▶ [Work to complete]:
[a] In the event announcement below, on what date does Swissnex's Boston office host two events about young people's digital lives?
[b] List the indicators of digital health that the evening panel examines, according to the event announcement below.
[c] Continue the announcement about the Swissnex and IBSA Foundation events after its last paragraph.

-------- Excerpt provided --------

Boston & New York | April 13, 2026
This month, Swissnex and the IBSA Foundation for scientific research are collaborating on a series of events on community, technology, and well-being. The events in Boston and New York weave together insights from medicine, public health, digital research, and the arts to ask a deceptively simple question: what does it mean to be well in an increasingly isolated world?
“The digital world has given us extraordinary tools for connection — and yet we’re more isolated than ever,” says Philippe Roesle, CEO of Swissnex in Boston and New York. “That paradox sits at the heart of these events. We’re excited to join the IBSA Foundation in convening these conversations on how we can rekindle the social bonds that are essential for human flourishing.”
On April 27, Swissnex’s Boston office will host two events focusing on young people’s digital lives. In the afternoon, the workshop Happiness 2.0: Performing the Digital Self invites participants to explore the tensions between online and offline identities through a creative mask-making activity. Grounded in the IBSA Foundation’s project Happiness2.0, the workshop aims to help young people, parents, and educators reflect on their digital habits and develop more intentional relationships with technology. That evening, the panel discussion Growing Up Online: Interactive Media and Youth Well-Being continues the conversation, examining meaningful indicators of digital health, including belonging, autonomy, identity, and resilience, and grappling with how to translate research into practice — what gaps remain between academic findings and real-world implementation and what responsibility technology platforms bear in shaping healthier digital ecosystems.

-------- Source information --------

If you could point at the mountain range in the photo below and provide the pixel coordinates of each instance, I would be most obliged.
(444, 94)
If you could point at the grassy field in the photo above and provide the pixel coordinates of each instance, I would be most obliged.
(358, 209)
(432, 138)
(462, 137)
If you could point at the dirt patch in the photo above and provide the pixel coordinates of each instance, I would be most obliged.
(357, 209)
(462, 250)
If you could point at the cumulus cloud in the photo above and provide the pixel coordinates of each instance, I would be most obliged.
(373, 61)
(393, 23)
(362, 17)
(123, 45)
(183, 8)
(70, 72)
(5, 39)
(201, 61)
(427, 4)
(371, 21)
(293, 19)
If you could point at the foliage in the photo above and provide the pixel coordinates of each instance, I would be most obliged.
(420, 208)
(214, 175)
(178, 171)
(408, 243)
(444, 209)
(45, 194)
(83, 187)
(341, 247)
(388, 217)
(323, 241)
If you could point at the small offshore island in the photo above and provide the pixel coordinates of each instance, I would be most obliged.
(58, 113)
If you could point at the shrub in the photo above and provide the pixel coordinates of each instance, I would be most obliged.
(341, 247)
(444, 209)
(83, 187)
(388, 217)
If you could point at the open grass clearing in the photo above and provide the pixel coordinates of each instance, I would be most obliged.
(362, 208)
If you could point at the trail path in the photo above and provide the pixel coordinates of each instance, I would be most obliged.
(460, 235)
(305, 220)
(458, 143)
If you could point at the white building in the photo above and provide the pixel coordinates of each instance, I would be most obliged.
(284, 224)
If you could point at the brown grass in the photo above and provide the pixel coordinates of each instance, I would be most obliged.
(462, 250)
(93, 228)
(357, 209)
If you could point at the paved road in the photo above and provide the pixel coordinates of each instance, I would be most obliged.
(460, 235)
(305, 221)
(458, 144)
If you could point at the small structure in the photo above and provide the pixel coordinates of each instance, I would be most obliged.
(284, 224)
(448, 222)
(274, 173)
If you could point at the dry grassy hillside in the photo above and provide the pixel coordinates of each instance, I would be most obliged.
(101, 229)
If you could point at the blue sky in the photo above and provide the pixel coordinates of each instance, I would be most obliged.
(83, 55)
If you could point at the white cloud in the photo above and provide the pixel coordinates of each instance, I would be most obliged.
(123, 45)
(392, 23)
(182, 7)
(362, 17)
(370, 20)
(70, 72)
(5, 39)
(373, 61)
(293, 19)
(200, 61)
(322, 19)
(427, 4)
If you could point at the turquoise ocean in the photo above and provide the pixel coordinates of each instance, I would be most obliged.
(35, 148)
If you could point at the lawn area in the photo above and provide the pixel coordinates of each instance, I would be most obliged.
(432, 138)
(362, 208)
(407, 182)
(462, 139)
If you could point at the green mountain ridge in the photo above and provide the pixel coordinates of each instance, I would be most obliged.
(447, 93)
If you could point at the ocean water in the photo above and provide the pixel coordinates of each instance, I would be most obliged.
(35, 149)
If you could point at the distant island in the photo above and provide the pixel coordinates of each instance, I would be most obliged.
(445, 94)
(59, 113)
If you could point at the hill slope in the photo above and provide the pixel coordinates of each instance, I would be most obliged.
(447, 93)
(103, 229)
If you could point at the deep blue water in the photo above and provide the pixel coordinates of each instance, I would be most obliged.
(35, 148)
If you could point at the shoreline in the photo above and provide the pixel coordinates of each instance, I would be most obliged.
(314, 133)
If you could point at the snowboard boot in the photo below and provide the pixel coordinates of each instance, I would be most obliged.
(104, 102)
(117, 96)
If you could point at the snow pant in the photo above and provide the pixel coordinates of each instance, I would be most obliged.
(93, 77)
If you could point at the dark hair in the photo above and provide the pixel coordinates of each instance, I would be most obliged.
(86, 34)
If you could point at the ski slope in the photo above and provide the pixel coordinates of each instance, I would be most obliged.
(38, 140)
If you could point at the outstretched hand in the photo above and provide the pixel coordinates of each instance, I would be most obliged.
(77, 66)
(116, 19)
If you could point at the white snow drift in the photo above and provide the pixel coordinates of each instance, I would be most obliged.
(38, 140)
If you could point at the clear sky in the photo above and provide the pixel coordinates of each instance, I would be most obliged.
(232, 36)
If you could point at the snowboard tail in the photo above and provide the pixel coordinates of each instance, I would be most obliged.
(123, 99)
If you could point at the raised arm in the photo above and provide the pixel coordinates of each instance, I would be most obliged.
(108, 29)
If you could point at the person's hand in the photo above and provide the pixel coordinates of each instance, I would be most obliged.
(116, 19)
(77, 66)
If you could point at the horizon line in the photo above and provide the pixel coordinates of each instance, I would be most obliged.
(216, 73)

--------

▶ [Results by task]:
[a] April 27

[b] Belonging, autonomy, identity, and resilience

[c]
On April 30 in New York, The Case for Social Prescribing will explore the growing movement of health professionals who are prescribing community-based, non-clinical activities to treat medical and psychological conditions. The discussion, presented in collaboration with the IBSA Foundation for scientific research and the Culture Division of the City of Lugano, will bring together practitioners, policy makers, and experts to explore pioneering social prescribing efforts taking shape in Switzerland and the US, and seek out common ground for community-centered care across healthcare systems.
These events mark the continuation of a collaboration between Swissnex and the IBSA Foundation for scientific research at the intersection of culture and health, which included the 2023 event Arts as Medicine: Where Do We Go From Here? hosted by Swissnex in Boston.